SUBJECT: Friends & Family of Susan Powell Facebook Page Mysteriously Disappears

The Cox Family and administrators of the Friends & Family of Susan Powell Facebook page are asking for the social networking site’s help in restoring a page dedicated to the disappearance of missing Utah mom, Susan Powell, who was last seen December 6, 2009 in West Valley City, Utah.

The page contained information about Susan and her disappearance, and was a place where members of Facebook could come for up-to-date information about the case. “An entire database of people willing to help with searches and provide other services was deleted from Facebook as of approximately 2 PM Friday, January 29, 2010” said Shelby Gifford, family spokesperson for the Cox family and an administrator on the popular Facebook page. “Additionally, our page had over 45,000 members, all of whom can no longer see the page and who are not able to get or distribute information about Susan’s disappearance.”

### Work instructions
Quote the full text about the missing Friends & Family of Susan Powell Facebook page word for word. The listing that comes after the text was taken from a separate source.

[Image box annotation listing]
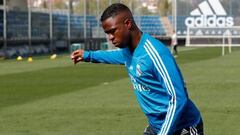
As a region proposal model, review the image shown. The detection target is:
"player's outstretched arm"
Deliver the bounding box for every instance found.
[71,49,125,64]
[71,49,84,64]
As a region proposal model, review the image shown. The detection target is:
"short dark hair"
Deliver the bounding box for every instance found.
[100,3,132,22]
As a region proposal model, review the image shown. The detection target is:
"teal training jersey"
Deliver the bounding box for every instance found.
[84,34,201,135]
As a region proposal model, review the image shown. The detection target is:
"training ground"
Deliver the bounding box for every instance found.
[0,47,240,135]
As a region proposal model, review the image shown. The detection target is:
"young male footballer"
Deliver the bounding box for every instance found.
[71,3,203,135]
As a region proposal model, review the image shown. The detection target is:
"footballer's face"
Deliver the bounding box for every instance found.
[102,14,132,48]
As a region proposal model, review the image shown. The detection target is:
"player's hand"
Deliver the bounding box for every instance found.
[71,49,84,64]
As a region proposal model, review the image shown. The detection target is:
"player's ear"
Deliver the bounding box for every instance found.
[124,19,132,30]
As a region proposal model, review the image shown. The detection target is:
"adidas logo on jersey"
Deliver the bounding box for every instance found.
[185,0,234,27]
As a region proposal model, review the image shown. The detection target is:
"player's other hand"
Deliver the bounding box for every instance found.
[71,49,84,64]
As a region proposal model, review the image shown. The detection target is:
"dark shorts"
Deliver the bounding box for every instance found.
[143,121,204,135]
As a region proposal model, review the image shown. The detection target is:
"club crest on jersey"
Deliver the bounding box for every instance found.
[136,64,142,77]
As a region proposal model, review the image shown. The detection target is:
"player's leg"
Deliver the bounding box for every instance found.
[173,45,178,55]
[173,121,204,135]
[143,126,157,135]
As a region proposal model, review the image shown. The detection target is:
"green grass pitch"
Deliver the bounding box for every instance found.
[0,48,240,135]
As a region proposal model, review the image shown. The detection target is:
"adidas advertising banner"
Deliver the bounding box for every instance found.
[177,0,240,35]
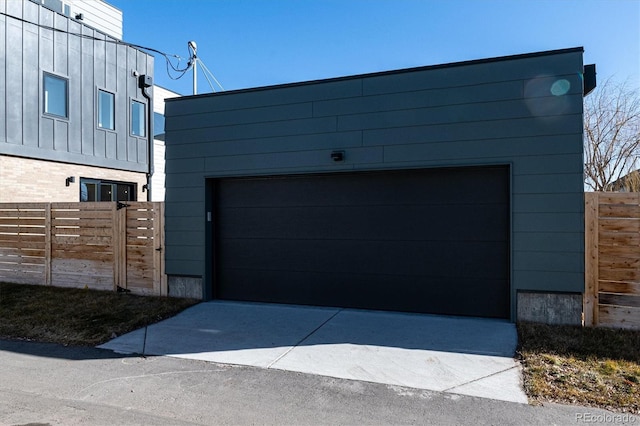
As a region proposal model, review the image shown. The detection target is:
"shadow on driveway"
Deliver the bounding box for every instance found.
[100,301,526,402]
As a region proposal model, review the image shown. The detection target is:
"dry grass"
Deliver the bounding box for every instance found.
[518,323,640,414]
[0,283,198,346]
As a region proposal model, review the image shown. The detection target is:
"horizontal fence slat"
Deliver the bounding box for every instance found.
[598,292,640,308]
[599,245,640,259]
[599,281,640,296]
[598,232,640,245]
[598,204,640,219]
[0,201,166,294]
[598,305,640,330]
[51,218,113,228]
[598,192,640,205]
[598,218,640,233]
[600,254,640,269]
[0,216,45,226]
[0,233,45,246]
[51,235,113,246]
[598,266,640,282]
[0,203,47,212]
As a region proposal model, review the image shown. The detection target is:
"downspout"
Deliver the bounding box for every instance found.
[138,75,154,201]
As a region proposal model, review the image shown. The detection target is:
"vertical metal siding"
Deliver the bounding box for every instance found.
[0,0,153,172]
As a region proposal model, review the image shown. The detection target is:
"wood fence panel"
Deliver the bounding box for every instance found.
[0,202,167,295]
[584,193,640,329]
[0,203,48,285]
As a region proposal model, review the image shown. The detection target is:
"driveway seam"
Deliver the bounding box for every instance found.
[266,308,344,369]
[440,365,518,392]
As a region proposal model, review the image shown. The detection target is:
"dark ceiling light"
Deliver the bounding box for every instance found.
[582,64,596,96]
[331,151,344,163]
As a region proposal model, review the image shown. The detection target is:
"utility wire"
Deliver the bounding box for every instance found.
[198,59,224,92]
[0,12,193,80]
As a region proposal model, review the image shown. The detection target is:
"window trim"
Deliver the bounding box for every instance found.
[41,71,69,120]
[78,176,138,203]
[129,98,149,139]
[96,87,116,132]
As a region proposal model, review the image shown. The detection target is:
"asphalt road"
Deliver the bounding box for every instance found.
[0,341,640,426]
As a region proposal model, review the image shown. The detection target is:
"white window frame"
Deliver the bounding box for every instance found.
[129,98,148,138]
[42,71,69,119]
[96,89,116,130]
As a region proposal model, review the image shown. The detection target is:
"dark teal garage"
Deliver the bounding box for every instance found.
[214,167,509,318]
[165,48,589,323]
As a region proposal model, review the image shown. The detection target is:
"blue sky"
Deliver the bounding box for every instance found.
[107,0,640,94]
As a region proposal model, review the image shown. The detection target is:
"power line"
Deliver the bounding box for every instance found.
[0,12,193,80]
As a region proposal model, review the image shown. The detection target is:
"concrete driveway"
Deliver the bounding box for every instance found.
[99,301,527,403]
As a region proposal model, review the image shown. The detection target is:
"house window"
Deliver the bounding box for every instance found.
[80,178,136,201]
[44,74,69,118]
[131,100,147,137]
[153,112,164,141]
[98,90,115,130]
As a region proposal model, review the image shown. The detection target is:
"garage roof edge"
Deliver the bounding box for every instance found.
[165,46,584,102]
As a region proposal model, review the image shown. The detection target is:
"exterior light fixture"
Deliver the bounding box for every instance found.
[331,151,344,163]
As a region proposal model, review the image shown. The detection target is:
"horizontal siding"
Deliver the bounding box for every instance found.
[166,49,584,300]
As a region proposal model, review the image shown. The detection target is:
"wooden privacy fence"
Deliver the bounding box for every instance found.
[0,202,167,295]
[584,192,640,330]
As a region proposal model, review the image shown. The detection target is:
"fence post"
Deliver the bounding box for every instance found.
[583,192,599,327]
[152,203,168,296]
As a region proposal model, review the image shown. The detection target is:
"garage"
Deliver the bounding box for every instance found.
[213,166,510,318]
[164,47,587,324]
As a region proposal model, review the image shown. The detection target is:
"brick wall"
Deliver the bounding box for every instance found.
[0,155,147,203]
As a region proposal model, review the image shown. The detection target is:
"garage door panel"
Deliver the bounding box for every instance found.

### Solved problem
SUBJECT: Friends & Family of Susan Powell Facebook Page Mysteriously Disappears

The Cox Family and administrators of the Friends & Family of Susan Powell Facebook page are asking for the social networking site’s help in restoring a page dedicated to the disappearance of missing Utah mom, Susan Powell, who was last seen December 6, 2009 in West Valley City, Utah.

The page contained information about Susan and her disappearance, and was a place where members of Facebook could come for up-to-date information about the case. “An entire database of people willing to help with searches and provide other services was deleted from Facebook as of approximately 2 PM Friday, January 29, 2010” said Shelby Gifford, family spokesperson for the Cox family and an administrator on the popular Facebook page. “Additionally, our page had over 45,000 members, all of whom can no longer see the page and who are not able to get or distribute information about Susan’s disappearance.”